Instruções a seguir: Extraia dos registros abaixo cada linha em que aparece a palavra "horse".

Registros exibidos:

_____

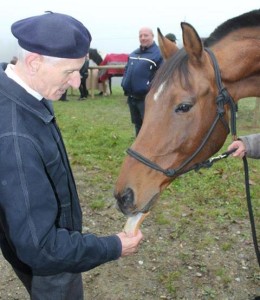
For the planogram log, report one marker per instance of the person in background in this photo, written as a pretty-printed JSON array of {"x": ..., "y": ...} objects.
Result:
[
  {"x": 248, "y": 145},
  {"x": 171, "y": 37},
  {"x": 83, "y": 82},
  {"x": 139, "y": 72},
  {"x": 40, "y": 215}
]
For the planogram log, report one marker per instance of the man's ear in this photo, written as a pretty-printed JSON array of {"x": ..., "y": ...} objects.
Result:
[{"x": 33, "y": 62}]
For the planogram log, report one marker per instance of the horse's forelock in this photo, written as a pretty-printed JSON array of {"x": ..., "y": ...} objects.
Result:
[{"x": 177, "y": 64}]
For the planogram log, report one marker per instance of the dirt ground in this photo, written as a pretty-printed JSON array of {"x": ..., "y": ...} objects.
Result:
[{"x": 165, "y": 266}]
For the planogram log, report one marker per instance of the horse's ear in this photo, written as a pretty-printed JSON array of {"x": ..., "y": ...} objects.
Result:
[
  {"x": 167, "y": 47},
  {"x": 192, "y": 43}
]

_____

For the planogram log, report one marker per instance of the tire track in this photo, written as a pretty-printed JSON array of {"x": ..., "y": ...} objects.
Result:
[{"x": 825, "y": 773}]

_____

Resposta:
For the planogram log, report one marker per instance of the horse's forelock in this photo, written as a pretty-printed JSON array of {"x": ..., "y": ...} objects.
For the planogram log, report one marker per instance of the horse's ear in this photo, written as a pretty-printed JSON array of {"x": ..., "y": ...} objects.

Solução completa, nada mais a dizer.